- PROBLEM TO SOLVE -
Reproduce the items verbatim from their first line through the line that contains "box: [0, 0, 236, 145]", including both of those lines.

- RECORDS -
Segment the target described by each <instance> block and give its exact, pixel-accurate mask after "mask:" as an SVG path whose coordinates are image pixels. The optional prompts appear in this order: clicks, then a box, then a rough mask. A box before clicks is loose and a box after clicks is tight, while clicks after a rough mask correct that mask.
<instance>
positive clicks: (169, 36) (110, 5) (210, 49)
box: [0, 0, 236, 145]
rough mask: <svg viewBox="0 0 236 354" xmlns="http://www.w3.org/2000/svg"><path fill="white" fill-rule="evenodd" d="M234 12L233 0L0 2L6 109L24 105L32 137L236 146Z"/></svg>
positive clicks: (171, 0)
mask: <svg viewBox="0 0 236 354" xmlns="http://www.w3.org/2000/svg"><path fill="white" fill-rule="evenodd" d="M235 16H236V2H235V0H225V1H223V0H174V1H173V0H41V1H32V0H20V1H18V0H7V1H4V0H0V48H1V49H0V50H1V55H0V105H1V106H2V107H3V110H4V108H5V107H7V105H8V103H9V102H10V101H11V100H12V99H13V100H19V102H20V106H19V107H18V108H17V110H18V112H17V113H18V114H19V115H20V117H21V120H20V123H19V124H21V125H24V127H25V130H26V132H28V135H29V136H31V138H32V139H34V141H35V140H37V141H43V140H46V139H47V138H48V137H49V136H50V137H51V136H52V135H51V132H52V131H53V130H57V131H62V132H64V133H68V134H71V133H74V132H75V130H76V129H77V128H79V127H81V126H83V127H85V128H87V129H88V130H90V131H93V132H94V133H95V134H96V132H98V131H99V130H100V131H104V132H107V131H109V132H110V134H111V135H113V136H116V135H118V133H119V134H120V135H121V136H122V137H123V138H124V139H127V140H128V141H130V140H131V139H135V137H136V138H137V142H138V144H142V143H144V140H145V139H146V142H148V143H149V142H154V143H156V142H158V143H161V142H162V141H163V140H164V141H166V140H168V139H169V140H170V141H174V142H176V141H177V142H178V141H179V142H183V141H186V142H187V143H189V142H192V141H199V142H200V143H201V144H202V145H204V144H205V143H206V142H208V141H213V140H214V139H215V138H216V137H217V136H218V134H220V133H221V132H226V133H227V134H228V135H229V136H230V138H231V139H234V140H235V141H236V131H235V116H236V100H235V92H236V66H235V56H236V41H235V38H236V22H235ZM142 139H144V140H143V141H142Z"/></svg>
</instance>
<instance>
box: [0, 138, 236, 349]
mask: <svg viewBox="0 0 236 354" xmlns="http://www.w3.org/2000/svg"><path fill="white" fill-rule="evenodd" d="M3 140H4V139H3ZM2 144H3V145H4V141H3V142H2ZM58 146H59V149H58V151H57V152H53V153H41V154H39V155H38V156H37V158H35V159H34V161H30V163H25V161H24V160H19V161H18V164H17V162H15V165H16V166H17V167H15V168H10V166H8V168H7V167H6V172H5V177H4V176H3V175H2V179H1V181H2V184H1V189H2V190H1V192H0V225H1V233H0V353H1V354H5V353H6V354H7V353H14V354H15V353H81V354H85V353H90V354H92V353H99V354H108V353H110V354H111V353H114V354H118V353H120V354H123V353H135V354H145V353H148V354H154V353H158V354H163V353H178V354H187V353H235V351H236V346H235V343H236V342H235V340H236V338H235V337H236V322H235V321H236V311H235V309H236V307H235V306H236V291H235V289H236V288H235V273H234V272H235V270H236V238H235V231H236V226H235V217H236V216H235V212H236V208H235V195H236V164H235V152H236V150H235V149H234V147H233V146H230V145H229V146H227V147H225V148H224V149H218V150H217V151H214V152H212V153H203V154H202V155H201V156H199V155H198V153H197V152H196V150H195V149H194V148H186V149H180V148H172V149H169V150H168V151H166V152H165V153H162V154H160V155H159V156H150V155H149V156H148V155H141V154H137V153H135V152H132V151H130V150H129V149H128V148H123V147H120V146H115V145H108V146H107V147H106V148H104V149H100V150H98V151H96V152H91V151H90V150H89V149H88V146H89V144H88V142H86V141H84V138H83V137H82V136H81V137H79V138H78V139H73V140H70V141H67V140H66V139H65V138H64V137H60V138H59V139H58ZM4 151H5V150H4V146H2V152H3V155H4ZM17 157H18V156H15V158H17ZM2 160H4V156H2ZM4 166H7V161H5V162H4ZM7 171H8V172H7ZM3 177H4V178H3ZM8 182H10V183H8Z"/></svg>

- ANSWER BOX -
Segment the target described by each <instance> block and give its exact, pixel-accurate mask after "mask:" as an SVG path whose coordinates are image pixels. The optional prompts appear in this order: clicks, then a box, then a rough mask. A box before clicks is loose and a box after clicks is tight, while clicks after a rough mask correct that mask.
<instance>
positive clicks: (169, 36) (110, 5) (210, 49)
box: [0, 0, 236, 145]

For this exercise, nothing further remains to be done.